WRITTEN EXERCISE: Report each line in the items below that contains the string "green". Only lines where the string matches in case count.

--- Start of INFORMATION SUPPLIED ---

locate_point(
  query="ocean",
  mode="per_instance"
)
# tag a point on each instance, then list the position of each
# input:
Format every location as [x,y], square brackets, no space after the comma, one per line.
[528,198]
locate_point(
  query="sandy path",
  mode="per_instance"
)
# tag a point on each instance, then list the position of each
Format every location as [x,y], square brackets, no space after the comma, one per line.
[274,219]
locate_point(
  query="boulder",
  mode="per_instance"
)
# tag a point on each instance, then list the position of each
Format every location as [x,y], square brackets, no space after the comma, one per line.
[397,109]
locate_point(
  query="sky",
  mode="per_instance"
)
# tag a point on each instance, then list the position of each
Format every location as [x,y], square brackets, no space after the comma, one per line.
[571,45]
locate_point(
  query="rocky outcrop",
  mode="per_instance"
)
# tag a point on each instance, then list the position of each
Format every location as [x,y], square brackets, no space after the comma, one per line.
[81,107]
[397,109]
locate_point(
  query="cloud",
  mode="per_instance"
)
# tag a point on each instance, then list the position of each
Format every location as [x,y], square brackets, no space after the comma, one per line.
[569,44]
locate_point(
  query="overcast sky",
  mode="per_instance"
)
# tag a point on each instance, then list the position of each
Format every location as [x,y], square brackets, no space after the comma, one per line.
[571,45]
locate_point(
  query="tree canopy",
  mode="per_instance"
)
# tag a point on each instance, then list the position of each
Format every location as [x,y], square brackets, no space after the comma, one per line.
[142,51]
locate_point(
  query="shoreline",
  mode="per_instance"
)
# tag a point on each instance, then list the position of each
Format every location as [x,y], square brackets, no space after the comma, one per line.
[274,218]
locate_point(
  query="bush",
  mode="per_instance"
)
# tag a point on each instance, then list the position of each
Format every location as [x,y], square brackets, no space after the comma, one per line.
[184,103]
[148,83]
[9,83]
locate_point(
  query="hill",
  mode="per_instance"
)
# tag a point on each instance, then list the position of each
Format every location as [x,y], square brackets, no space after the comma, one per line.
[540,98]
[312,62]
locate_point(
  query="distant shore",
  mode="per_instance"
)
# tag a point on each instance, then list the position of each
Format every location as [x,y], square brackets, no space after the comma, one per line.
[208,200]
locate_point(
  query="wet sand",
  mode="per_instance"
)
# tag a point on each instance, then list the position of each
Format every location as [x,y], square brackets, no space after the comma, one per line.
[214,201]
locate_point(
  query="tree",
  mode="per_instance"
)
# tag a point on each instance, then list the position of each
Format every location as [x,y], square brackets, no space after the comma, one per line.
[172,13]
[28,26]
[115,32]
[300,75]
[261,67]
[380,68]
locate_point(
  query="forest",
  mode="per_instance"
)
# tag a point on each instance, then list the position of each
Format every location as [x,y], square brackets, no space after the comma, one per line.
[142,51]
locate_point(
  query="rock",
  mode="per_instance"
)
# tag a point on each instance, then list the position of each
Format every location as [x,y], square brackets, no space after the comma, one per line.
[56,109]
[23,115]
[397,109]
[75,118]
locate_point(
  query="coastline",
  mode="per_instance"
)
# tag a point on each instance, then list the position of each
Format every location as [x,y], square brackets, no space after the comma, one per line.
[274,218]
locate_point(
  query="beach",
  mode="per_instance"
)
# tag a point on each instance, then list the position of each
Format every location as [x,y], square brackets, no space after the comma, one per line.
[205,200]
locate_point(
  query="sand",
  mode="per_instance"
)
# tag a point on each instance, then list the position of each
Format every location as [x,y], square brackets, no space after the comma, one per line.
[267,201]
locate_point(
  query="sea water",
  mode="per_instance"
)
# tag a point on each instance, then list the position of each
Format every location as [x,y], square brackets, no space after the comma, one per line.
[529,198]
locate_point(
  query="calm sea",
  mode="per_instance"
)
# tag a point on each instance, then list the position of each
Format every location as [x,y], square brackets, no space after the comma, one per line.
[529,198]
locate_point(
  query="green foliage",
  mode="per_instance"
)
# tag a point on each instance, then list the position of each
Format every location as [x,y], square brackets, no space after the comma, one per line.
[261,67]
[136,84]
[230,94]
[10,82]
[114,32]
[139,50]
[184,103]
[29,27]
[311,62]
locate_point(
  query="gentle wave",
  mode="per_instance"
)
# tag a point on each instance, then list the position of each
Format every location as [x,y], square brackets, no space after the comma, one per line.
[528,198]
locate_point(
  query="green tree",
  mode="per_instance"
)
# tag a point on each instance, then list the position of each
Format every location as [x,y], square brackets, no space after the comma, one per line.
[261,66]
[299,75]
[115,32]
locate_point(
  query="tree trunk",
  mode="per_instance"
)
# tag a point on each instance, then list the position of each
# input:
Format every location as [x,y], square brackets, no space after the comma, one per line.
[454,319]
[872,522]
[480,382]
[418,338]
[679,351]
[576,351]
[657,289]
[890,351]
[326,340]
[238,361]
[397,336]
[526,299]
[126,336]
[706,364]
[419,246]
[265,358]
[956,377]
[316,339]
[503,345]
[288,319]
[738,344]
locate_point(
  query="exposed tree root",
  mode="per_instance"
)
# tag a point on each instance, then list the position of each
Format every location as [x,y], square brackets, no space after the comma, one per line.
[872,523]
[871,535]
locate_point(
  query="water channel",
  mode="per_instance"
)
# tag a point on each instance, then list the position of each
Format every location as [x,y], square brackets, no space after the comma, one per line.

--- End of INFORMATION SUPPLIED ---

WORKED ANSWER:
  query="green foliage",
  query="green tree",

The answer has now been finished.